- [Problem description] Would you give the entries below again in full, exactly as they stand?
*** Begin section ***
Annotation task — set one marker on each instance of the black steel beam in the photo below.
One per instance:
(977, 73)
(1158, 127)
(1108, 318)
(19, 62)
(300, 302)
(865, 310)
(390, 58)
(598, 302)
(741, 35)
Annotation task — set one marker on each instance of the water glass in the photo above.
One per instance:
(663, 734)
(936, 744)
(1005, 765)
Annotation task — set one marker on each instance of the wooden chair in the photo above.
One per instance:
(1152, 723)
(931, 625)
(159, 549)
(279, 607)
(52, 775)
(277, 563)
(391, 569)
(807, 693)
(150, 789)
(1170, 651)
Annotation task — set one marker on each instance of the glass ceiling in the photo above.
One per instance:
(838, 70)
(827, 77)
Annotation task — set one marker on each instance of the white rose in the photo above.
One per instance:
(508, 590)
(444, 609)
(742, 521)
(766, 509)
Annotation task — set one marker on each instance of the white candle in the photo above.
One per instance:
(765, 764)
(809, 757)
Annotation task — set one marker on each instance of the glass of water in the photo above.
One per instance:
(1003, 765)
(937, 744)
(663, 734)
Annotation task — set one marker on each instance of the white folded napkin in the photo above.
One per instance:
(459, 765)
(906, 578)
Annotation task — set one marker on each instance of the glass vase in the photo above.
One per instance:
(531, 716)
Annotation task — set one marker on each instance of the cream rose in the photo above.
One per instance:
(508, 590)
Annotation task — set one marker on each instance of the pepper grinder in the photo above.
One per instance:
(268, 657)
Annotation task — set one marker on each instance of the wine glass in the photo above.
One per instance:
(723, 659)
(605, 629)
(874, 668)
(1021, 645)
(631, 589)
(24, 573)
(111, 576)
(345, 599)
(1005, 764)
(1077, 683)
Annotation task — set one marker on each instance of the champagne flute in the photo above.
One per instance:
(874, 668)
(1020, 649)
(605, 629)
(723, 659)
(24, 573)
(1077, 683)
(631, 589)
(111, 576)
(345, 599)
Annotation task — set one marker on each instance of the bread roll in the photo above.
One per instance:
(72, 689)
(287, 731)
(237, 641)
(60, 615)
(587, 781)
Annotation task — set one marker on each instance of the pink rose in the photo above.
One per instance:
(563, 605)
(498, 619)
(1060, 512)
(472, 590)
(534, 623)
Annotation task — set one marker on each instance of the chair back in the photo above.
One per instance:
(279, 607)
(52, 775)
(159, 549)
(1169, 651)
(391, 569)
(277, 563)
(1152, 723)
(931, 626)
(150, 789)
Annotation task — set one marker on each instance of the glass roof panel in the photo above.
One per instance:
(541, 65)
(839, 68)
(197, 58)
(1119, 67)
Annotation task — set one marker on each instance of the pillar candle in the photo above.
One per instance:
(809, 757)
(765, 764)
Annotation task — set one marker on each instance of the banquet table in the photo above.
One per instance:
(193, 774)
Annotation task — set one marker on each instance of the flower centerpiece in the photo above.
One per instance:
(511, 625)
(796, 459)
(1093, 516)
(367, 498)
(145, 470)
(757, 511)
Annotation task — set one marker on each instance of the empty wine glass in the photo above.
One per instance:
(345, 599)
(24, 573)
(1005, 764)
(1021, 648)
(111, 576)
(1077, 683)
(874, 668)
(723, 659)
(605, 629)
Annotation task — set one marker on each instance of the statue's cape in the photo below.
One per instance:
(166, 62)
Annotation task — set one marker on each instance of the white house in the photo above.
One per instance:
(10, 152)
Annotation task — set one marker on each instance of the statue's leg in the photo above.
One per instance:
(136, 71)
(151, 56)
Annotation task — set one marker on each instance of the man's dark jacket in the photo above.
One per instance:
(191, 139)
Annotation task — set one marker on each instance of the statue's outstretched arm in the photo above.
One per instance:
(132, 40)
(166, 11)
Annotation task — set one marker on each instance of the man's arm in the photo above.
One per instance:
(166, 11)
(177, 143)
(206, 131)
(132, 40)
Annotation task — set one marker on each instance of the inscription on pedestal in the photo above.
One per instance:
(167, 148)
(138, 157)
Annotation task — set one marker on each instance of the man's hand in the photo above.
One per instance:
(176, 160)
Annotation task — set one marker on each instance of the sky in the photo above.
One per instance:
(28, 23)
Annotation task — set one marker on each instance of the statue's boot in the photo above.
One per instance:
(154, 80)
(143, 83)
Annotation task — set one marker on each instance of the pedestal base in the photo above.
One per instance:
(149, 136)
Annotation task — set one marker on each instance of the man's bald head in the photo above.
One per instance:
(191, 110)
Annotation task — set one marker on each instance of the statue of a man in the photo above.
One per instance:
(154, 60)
*** End section ***
- [Answer box]
Annotation task — set one marker on each instance of the black steel beam in the photo below.
One per instance:
(977, 73)
(1158, 127)
(1108, 318)
(19, 62)
(300, 302)
(865, 310)
(390, 58)
(598, 302)
(741, 35)
Annotation task — set one marker on each instance of the water glass in the photo above.
One per instance:
(663, 734)
(936, 744)
(1005, 765)
Annotation task — set one marker on each instance of the wooden chair in the photo above.
One per instance:
(1152, 723)
(931, 625)
(159, 549)
(279, 607)
(52, 775)
(277, 563)
(391, 569)
(807, 693)
(150, 789)
(1170, 651)
Annotation task — set one marker on each instance of the glass ceiling in the photo above.
One per instance:
(838, 70)
(827, 77)
Annotation task — set one marker on each instance of the white rose in the photo above.
One per instance:
(508, 590)
(444, 609)
(742, 521)
(766, 509)
Annotation task — set one marker on each instance of the white candle in the photo above.
One per instance:
(765, 764)
(809, 757)
Annotation task — set one marker on each instance of the glass of water in the photo above.
One per instance:
(1003, 765)
(937, 744)
(663, 734)
Annotation task — set one marker on each instance of the white folded napkin in the photo above.
One per instance:
(459, 765)
(906, 578)
Annotation task — set one marker on each instance of the glass vase in the photo above.
One per instance:
(531, 716)
Annotation task — set one marker on each instance of the cream rose in the photo above.
One per instance:
(508, 590)
Annotation task — set one marker on each instance of the pepper grinder in the photo above.
One per instance:
(268, 657)
Annotation task — set one marker on each instance of the wine glass in the photo above.
One per instance:
(723, 659)
(605, 629)
(874, 668)
(1021, 645)
(631, 589)
(24, 573)
(111, 576)
(345, 599)
(1005, 764)
(1077, 683)
Annotation task — set one marker on each instance of the champagne flute in the photo above.
One per instance:
(874, 668)
(1020, 649)
(605, 629)
(723, 659)
(24, 573)
(1077, 683)
(631, 589)
(111, 576)
(345, 599)
Annotation task — set one marker on each instance of the bread roll in the photo above.
One per instance:
(72, 689)
(287, 731)
(237, 641)
(60, 615)
(587, 781)
Annotation task — set one marker on each instance of the pink rose in the photo above.
One per instance:
(563, 605)
(498, 619)
(1060, 512)
(472, 590)
(534, 623)
Annotation task — set one marker on each instance of the chair back in the photo above.
One per instance:
(279, 607)
(52, 775)
(159, 549)
(1169, 651)
(391, 569)
(277, 563)
(1152, 723)
(931, 626)
(150, 789)
Annotation task — set one marker on each instance of the glass roof panel in the photo above.
One per instance:
(541, 65)
(839, 68)
(197, 58)
(1119, 67)
Annotation task — set one marker on each instance of the pillar candle in the photo above.
One per instance:
(809, 757)
(765, 764)
Annotation task — set one marker on each instance of the banquet table in the photo above.
One per instance:
(193, 774)
Annotation task — set one marker on each instance of the flower centerpiece in the photo above.
One per instance:
(511, 625)
(796, 459)
(1093, 516)
(367, 498)
(145, 470)
(757, 511)
Annotation task — set one marker on each instance of the empty wine glass in the photo above.
One per instance:
(345, 599)
(24, 573)
(1005, 764)
(1021, 648)
(111, 576)
(1077, 683)
(874, 668)
(723, 659)
(605, 629)
Annotation task — set one marker on each instance of the statue's cape in the photo below.
One per instance:
(166, 62)
Annotation task — set one marker on each instance of the white house in the photo above.
One per instance:
(10, 152)
Annotation task — set one marker on each instance of the statue's leg in the photo above.
One per instance:
(136, 71)
(151, 56)
Annotation task — set one marker on each instance of the man's dark jacket in the photo above.
One per instance:
(191, 139)
Annotation task — set one marker on each instance of the statue's outstretched arm in the photo above.
One per instance:
(132, 40)
(166, 11)
Annotation task — set one marker on each instance of the man's arm in the photo above.
One per instance:
(166, 11)
(177, 143)
(206, 131)
(132, 40)
Annotation task — set one marker on each instance of the inscription on pedestal in the photo above.
One per instance:
(167, 148)
(138, 157)
Annotation task — set one marker on each instance of the man's hand in the photo above.
One per instance:
(176, 160)
Annotation task — set one marker on each instance of the sky in the photo above.
One per instance:
(28, 23)
Annotation task — set one marker on each instance of the statue's boot in the photo above.
One per instance:
(154, 80)
(143, 83)
Annotation task — set one marker on each instance of the pedestal base in the photo above.
One per instance:
(149, 136)
Annotation task — set one marker on each instance of the man's bald head in the photo above.
One per instance:
(191, 110)
Annotation task — set one marker on each instance of the statue of a man in the photo above.
One per instance:
(154, 60)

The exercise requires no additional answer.